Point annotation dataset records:

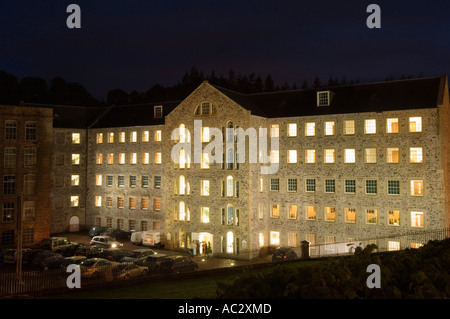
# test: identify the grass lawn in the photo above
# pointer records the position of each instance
(203, 287)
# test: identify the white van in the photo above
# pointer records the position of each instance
(151, 238)
(136, 238)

_TASK PROMPT_
Put every line of the rows above into a numbered list, omitting blank lines. Leave the pictures out of your answer.

_WRITTEN RESPONSE_
1. # test: identify the grass lawn in the photo above
2. # pointer records the position of each instance
3. (203, 287)
4. # test: identify the white van in the photo above
5. # pointer records the position of each instance
6. (151, 238)
7. (136, 238)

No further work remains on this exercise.